» **SELECTED PASSAGE**
======

The timing of The Pull of the Stars is so perfect as to be suspicious. A novel set in 1918 Dublin, at the peak 
of the first wave of the Spanish flu, arriving in late July of 2020 after our first stint of lockdown? Uncanny, almost. But of course Donoghue had conceived the novel two years earlier, during the 2018 centenary commemorations of the 1918 pandemic, and had submitted her final manuscript to her publishers in March of last year–at which point her publishers (Little, Brown/Pan Macmillan) rushed it to early publication, seizing the moment.
But it’s also reductive to simply call this a pandemic novel, given that 1918 was a fraught historical moment with so much more than the flu going on, as Donoghue well knows: it’s two and a half years after the Easter Rising (and less than a year away from the more successful Irish war of independence); it’s also set not even two weeks away from Armistice Day; not only that, February 1918 marked the expansion of voting rights in the UK to women over 30 who met the property requirements.
What a year.
This is the backdrop against which Donoghue sets her story of forty-eight hours in the life of Nurse Julia Power, a compassionate but exhausted maternity nurse on a quarantine ward of a Dublin hospital, fighting to keep her flu-stricken patients–and their unborn babies–alive, despite hospital resources that are stretched to breaking (and on the verge of her thirtieth birthday). For that reason, she’s relieved, rather than exasperated, when inexperienced volunteer Bridie Sweeney turns up to help her: though Bridie knows literally nothing about working on a maternity ward, she is interested, teachable, and has her own deep wells of tenderness for both the patients and for Julia herself. Drifting in and out of this cramped quarantine ward is also Dr. Kathleen Lynn, the novel’s one major character who was an actual historical figure, and whose historicity makes her a figure of notoriety to Julia: Kathleen Lynn was part of the failed Easter Rising in 1916, and she is under suspicion of further seditious activities in 1918 even as she is treating patients, including Julia’s.
The parallels to our own moment are obvious, and, ultimately, not worth belaboring: Donoghue certainly doesn’t, since she didn’t plan for her book to be weirdly timely. Instead, what’s remarkable is what she does zero in on: in some ways, it’s a bit like an episode of Call the Midwife, with several birth sequences (some of them quite harrowing), though Donoghue handles sentimentality with a defter touch than the TV series. She also quietly and not-so-quietly calls out the role that the Catholic Church plays in Irish society through much of the twentieth-century: it turns out Bridie is volunteering because she is a resident orphan at the convent motherhouse, and while working with Julia is hard work, it offers her both more agency and more dignity than the cruelty she faced at the convent growing up. Bridie is profoundly hungry both for affection and for respect, and while Julia can be occasionally impatient (understandably), she sees in Bridie what the nuns have not: a quick intellect, a kindly bedside manner, and a knack for connecting with everyone, even the orderly that Julia dislikes the least, who (of course) has his own hidden reservoirs of pain. There are deeper critiques, too, of how England has allowed Ireland to develop some of the most squalid, poverty-stricken slums in Europe, which stunts the chances of flourishing for the infants whom Julia helps to deliver into the world.

======

» **PROVIDED MATERIAL**
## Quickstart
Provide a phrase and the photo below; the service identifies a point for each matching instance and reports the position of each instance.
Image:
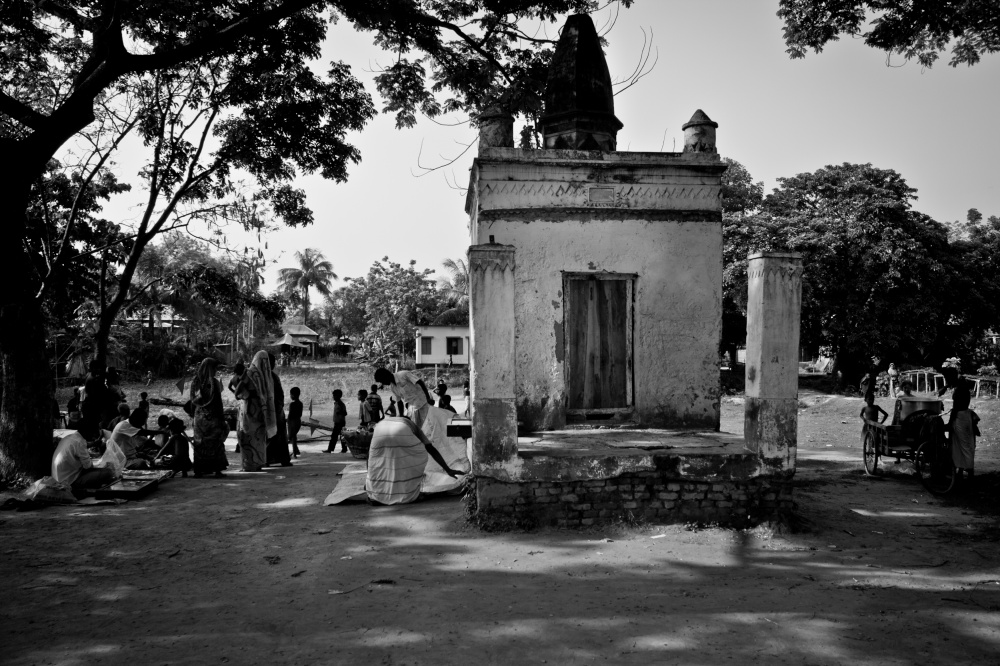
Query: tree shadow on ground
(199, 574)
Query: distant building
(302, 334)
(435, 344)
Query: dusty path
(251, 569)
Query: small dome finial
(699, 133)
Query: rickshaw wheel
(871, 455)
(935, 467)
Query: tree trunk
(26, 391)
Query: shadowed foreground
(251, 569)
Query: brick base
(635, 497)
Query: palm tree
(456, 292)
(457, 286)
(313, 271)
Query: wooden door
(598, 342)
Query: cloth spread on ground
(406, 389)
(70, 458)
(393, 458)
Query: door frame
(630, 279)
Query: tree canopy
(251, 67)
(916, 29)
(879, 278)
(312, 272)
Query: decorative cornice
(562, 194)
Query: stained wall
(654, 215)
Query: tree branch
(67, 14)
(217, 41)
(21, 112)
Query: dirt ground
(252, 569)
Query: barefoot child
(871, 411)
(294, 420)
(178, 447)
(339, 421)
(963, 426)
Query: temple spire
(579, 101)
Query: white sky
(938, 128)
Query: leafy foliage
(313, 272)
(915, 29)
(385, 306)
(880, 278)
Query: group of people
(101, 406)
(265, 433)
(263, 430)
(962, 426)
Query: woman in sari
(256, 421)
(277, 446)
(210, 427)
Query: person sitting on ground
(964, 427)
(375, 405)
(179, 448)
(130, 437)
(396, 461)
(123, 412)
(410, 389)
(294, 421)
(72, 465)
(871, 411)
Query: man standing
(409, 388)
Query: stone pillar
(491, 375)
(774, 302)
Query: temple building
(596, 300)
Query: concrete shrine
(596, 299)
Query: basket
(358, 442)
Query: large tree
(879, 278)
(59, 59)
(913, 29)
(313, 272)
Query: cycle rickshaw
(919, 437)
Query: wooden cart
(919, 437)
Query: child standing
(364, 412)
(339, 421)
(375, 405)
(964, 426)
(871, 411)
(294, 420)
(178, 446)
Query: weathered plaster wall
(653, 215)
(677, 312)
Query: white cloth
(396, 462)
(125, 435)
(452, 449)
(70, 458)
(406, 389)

======

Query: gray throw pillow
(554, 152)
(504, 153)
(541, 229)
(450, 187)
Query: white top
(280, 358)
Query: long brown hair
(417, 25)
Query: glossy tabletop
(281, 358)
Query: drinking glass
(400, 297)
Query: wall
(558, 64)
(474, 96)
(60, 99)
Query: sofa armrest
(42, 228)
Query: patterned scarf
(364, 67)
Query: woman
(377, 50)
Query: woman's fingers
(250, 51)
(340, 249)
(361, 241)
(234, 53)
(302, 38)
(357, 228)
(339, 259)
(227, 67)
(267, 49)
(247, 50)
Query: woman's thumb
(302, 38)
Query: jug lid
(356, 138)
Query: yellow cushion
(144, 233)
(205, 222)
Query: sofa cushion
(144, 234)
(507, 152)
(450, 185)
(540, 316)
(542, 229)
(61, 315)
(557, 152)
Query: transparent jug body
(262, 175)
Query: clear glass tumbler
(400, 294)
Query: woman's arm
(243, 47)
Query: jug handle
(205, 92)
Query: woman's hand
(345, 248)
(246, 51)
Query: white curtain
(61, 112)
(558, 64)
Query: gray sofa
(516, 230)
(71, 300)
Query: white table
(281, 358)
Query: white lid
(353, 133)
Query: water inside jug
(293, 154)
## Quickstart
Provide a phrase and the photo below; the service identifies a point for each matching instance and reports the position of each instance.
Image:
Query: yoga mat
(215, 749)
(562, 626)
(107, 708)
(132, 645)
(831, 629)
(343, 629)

======

» **REQUIREMENT**
Continue the review of The Pull of the Stars, picking up right after its last sentence.

» **RESULT**
What Donoghue does so well is to weave this commentary into her narrative, and let it play out through Julia’s work rather than any character’s speechifying (with a bit of an exception for Dr. Lynn). Julia is exhausted from both the war (whose effects are embodied in her brother, a veteran with PTSD and selective muteness) and the epidemic, and fears there is no end in sight, not realizing that, in fact, the war is nearly at an end, and everything is about to change for Ireland as a nation. But before that can happen, of course, everything must change for Julia, too, as well as Bridie, and it does, with consequences both tender and heartbreaking.
It’s an absorbing snapshot of three days in late 1918, especially with Donoghue’s knack for creating protagonists with clear, unflinching, sympathetic narrative voices. If elements of it do feel a tiny bit rushed and sudden near the end, well, they are at least partly meant to, and Donoghue does seed the story with hints of the ending as we go, so that we are least prepared for the abrupt climax and the sharp drop into the denouement. Certainly we want the best for Julia at the end, even if we aren’t quite sure–much like Julia herself can’t be–exactly what’s on the other side of the year.